**TEXT PASSAGE:**
---------------

Jones probably would have told him to take a hike.  They've let big producers who were too big for their britches go before.  BTW, what's up with the David Gunn reference in the middle of this thread? 

Apr 22, 2010 2:01 pm

[quote=careerFA]

I have reviewed the FA guide prior to my screening interview, and I wanted if someone can asnwer this question for me:

If I already have 200 local contacts, will that meet the guidelines for KYC, FF, contact entry stuff?

Will the RL or mentoring FA press me hard on doing the DK as well in my area?

(PS:  I have assets and clients ready to make the move)

[/quote]

It's really going to depend on how they categorize you when you hit the pipeline.  You will either go through the producing transfer broker training or the new FA KYC training.  If you're lumped in with the latter, then you will need to do some doorknocking.  200 names is a good start, but nowhere near the number of contacts Jones is going to want to see in your system.  If you figure the average selling month is 20 days, then they're going to want to see 500 or more prospects in your system.  At least that's the way it used to be.  I'm confident the number will be higher than 200. 

Your RL and mentor will only press you if they think you're not working hard enough.  Bring over the assets you say you're going to and put some commission dollars in your pocket and nobody will bother you.  Fall behind on either of those and you'll have either your mentor or your RL, probably both, telling you that you need to keep prospecting. 

Apr 22, 2010 2:01 pm

[quote=careerFA]

I have reviewed the FA guide prior to my screening interview, and I wanted if someone can asnwer this question for me:

If I already have 200 local contacts, will that meet the guidelines for KYC, FF, contact entry stuff?

Will the RL or mentoring FA press me hard on doing the DK as well in my area?

(PS:  I have assets and clients ready to make the move)

[/quote]

CFA,

The bottom line is that you will need to show that you can consistently bring in prospects and clients.  They will MOST LIKELY pressure you to doornkock and fill your pipeline.  HOWEVER, they will NOT fire you if you have production.  So the bottom line is that you should play along with their game, and jsut make sure you produce.  As soon as your production falls below expectations, and you stop producing, you will get a big "I told you so".  And then they will show no mercy on you.  In their defense, there is a considerable investment they make in each new FA, brand new or veteran, so they need to make sure that person is going to at least TRY to perform.  They try to teach you the best way THEY know how to prospect.  Their assumption is that unless you have a better method, you should do what they suggest.

Honestly, they don't know where you get the prospects from.  But they CAN see your CRM database, and know how many prospects you have.  A newbie with no experience and no connections is most likely going to identify 750-1000 prospects in the first 3-6 months to start working on.  If you only have 200, you better HOPE that those are a productive 200.  Most on this board would agree that 200 prospects (unless they are pretty warm) is not a lot starting out.

So again, bottom line is that you should go through their motions, learn their methods, maybe try some doorknocking (residential, commercial, or both), but focus on getting those clients over and converting some of those prospects.  And yes, you can enter them as prospects, regardless of how you got them.

---------------

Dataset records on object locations
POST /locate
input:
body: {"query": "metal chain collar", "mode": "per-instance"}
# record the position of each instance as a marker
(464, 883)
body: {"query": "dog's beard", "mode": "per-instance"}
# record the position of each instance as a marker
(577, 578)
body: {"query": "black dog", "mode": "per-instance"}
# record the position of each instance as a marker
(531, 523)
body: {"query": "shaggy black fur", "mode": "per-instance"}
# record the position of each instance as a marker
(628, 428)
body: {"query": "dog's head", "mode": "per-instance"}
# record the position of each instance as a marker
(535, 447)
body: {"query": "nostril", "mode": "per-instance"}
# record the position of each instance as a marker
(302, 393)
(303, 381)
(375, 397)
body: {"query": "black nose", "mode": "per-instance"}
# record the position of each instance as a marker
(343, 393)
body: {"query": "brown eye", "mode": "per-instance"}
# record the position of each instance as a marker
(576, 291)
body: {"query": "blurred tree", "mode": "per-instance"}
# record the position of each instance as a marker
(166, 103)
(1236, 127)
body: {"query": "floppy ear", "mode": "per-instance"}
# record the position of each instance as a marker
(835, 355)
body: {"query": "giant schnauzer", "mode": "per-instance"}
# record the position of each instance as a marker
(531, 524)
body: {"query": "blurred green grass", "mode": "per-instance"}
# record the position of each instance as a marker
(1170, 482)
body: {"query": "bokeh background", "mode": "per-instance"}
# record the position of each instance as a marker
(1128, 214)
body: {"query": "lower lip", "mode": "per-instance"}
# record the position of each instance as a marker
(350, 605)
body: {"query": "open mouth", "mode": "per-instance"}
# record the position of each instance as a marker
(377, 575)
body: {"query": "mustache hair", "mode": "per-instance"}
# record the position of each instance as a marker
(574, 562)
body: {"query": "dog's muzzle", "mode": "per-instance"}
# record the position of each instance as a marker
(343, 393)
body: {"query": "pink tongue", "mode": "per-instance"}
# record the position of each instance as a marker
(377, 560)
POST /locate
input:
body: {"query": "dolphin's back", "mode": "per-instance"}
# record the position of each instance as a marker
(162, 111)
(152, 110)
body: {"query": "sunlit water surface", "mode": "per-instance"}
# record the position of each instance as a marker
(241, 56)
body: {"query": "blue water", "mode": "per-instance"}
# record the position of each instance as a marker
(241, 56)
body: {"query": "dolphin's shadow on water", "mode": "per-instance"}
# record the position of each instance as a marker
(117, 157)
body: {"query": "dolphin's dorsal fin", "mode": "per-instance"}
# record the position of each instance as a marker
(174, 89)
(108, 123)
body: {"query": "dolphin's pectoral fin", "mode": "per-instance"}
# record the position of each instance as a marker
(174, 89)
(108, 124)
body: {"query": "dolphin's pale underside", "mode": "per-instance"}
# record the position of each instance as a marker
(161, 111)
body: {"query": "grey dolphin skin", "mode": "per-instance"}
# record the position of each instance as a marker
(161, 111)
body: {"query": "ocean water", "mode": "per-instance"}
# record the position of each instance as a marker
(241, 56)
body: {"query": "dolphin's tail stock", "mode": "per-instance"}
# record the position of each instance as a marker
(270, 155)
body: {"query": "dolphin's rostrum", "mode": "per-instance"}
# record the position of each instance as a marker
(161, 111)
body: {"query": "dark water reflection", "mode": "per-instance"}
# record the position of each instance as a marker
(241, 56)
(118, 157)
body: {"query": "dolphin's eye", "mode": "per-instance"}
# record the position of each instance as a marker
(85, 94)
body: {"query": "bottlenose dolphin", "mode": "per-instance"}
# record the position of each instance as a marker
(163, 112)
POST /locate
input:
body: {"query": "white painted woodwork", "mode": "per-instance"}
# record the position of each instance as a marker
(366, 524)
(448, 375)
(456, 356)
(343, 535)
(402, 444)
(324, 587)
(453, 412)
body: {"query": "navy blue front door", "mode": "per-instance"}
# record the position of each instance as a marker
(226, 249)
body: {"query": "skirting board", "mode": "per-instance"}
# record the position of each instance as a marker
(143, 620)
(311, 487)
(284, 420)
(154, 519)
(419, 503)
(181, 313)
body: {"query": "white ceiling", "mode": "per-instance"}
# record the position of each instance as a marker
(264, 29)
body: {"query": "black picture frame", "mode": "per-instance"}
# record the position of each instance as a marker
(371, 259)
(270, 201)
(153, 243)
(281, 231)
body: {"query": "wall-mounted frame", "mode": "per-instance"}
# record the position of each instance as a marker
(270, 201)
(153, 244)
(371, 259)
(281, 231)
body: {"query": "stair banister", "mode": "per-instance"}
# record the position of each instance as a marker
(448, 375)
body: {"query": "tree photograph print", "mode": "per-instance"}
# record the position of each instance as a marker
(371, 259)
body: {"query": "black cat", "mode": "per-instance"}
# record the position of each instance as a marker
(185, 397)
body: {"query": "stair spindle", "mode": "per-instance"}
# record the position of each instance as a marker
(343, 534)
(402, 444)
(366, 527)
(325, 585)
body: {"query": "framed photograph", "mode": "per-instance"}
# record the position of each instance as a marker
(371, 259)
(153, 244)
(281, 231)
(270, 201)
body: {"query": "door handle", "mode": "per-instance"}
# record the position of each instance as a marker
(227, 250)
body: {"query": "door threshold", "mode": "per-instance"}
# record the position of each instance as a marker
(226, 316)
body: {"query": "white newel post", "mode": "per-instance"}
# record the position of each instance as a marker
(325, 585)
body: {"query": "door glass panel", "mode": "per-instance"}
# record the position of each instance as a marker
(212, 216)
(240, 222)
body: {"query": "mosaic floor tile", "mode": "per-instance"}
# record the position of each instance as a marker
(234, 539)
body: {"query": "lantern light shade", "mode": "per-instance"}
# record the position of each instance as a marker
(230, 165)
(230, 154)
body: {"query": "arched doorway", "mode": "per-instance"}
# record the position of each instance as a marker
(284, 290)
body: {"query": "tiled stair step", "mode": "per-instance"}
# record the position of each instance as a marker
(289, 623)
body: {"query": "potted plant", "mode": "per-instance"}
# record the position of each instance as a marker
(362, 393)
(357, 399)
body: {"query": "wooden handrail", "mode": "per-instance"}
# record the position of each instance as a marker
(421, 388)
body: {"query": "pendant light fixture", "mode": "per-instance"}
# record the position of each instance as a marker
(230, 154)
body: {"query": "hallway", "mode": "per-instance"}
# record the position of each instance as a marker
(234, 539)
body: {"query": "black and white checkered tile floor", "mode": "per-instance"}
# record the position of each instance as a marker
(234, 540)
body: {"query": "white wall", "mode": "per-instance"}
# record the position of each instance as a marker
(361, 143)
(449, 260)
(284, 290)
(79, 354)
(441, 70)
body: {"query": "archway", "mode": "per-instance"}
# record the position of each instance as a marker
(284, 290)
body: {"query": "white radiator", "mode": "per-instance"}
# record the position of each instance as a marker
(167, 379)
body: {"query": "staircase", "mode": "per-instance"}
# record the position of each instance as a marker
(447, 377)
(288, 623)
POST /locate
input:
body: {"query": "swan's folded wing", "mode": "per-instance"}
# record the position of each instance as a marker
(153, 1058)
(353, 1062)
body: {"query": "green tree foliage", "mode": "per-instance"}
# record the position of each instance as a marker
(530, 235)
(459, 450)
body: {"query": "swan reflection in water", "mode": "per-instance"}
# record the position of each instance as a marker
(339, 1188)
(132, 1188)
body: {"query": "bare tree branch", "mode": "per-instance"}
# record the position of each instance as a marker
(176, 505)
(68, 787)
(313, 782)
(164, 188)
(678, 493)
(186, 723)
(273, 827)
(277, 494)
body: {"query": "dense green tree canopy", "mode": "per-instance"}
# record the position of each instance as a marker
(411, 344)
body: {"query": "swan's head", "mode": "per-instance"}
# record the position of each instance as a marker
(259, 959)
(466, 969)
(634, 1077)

---------------

**YOUR TASKS:**
**A)** Summarize the forum thread in two sentences.
**B)** Transcribe the passage of the forum thread from "So again, bottom" up to and including "you got them.".

**FINAL RESULTS:**
**A)** A poster preparing for a screening interview, who has 200 local contacts, is told that this is a good start but well short of the 500 or more prospects Jones will likely expect, and that doorknocking will be required if the poster goes through the new FA KYC training. Another reply advises going along with the firm's methods while concentrating on bringing clients over and producing, since the firm will not fire someone with production but will show no mercy once production falls below expectations.

**B)**
So again, bottom line is that you should go through their motions, learn their methods, maybe try some doorknocking (residential, commercial, or both), but focus on getting those clients over and converting some of those prospects.  And yes, you can enter them as prospects, regardless of how you got them.